PAGE EXCERPT:
We were now ready to enter upon our campaign. I had paid my respects to Lord and Lady de Redcliffe at Therapia, and to General Vivian at Buyukderé: he was then at the Palais de Russie. In this town I and my Zouave created quite a sensation. I had adopted an indescribable costume. It seemed to have attracted John Bull’s particular attention on his supposed visit to the camp. Such, at least, was the case according to the Times’ correspondent, who, in a dialogue with John Bull, says, “I beg your pardon, but who is that foreign officer in a white bournous and attended by a brilliant staff of generals—him with the blue and silver stripe down his trousers I mean, and gold braid on his waistcoat, and a red and white cap? It must be Pelissier?”

“That! why, that’s Monsieur Soyer, chef de nos batteries de cuisine; and if you go and ask him, you’ll find he’ll talk to you for several hours about the way your meat is wasted. And so I wish you good morning, sir.

CHAPTER XXV.
FESTIVITIES AT SCUTARI AND VISITS TO FRENCH HOSPITALS.

A grand Oriental summer banquet—The first halt—Start afresh—The Pacha’s harem—Numerous visits—A brilliant cavalcade—Revolt among the horses—The Governor’s reception—A Turkish kitchen—Hand-in-hand—Roasted lambs à la Turque—Gigantic bill of fare—Wine—Vitellius and the Grecian crayfish—Grand entertainment—List of guests—Return home—Politeness of the Pacha—Preparations for my return to the Crimea—Visit to the French hospitals—Dr. Pincoff—Great Hospital of Pera—Cordial reception—Nature of the arrangements.

TASK LIST:
- 1) Answer these questions from the campaign excerpt, one line each.
(a) At what place was General Vivian then staying?
(b) Whom does the questioner guess the foreign officer must be?
(c) What is the title of Chapter XXV?
- 2) List every item of dress that the questioner in the campaign excerpt names on the foreign officer.
- 3) Write the next part of the campaign excerpt, beginning after its final line.

INFORMATION:
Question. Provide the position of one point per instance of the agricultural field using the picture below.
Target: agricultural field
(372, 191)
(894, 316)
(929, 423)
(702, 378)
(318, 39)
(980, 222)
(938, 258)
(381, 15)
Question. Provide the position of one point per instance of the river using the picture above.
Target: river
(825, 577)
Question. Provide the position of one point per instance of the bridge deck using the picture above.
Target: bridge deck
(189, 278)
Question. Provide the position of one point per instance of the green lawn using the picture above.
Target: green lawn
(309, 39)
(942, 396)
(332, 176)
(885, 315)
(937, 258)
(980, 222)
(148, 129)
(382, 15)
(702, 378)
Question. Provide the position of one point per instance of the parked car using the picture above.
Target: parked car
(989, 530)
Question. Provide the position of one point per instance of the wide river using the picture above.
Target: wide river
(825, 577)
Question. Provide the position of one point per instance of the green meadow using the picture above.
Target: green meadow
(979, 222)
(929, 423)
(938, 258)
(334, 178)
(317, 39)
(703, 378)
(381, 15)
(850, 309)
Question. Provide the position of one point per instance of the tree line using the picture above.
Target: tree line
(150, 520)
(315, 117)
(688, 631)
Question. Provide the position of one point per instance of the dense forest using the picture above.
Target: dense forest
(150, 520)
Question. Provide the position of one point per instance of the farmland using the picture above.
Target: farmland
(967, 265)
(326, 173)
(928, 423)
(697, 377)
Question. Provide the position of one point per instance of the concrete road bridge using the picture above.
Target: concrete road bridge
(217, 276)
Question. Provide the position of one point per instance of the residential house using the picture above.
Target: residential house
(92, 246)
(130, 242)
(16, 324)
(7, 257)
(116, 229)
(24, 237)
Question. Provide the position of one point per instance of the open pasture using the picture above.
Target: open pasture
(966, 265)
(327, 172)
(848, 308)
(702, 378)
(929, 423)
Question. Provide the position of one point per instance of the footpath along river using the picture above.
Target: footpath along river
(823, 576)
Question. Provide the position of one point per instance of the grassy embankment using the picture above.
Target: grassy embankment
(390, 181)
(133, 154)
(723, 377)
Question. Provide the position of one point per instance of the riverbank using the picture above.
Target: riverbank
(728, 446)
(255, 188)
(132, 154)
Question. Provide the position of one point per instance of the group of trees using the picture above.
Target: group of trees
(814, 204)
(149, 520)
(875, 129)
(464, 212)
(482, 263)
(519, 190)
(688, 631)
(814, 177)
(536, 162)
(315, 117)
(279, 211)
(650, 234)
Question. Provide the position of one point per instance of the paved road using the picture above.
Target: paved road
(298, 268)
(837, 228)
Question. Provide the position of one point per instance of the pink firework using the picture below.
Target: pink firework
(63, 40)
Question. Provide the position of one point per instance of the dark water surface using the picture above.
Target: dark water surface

ANSWERS TO THE PROBLEMS:
- 1)
(a) The Palais de Russie.
(b) Pelissier.
(c) Festivities at Scutari and Visits to French Hospitals.

- 2)
- A white bournous
- A blue and silver stripe down his trousers
- Gold braid on his waistcoat
- A red and white cap

- 3)
PREVIOUS to entering upon this second campaign, in which my life was daily likely to be more or less in danger, my gastronomic star was, unawares to me, shining brightly. An unexpected invitation arrived from the Pacha of Scutari to a grand Oriental summer banquet, to which not less than eighty guests were invited. Lord W. Paulet was to be the chairman. The day arrived, we all met at head-quarters, and the principal authorities were present. Lord W. Paulet soon joined us; we started, forming a very formidable and brilliant cavalcade, everybody being in full costume. The Pacha had sent a mounted escort to accompany us, consisting of six cavaliers. Our first halt was at Ismail Pacha’s, who received us cordially at his pretty kiosque. He spoke excellent French, and invited us to be seated in his large and elegantly-furnished drawing-room, where a chibouque was presented to each guest, with the indispensable Turkish thimble-cup of coffee. We had a very interesting conversation with the Pacha about the war, and his opinion upon it; also a short review of Paris and London, as he had visited both.

We then walked under very delightful foliage, where fountains were playing, Asiatic and aquatic flowers growing—plants of rare beauty—orange and lemon trees, &c. We all fancied we had arrived at our destination, when the Pacha’s horse was brought into the yard where ours had been left. The signal was given: we all mounted, and started afresh. A very coquettish square kiosque erected in the garden, and well latticed round, seemed to be very animated within. It was the Pacha’s harem, from whence no doubt the imprisoned odalisques were enjoying the lively scene passing in the yard, by peeping, not exactly à la Peeping Tom, but from behind the railings, or, more properly speaking, lattice.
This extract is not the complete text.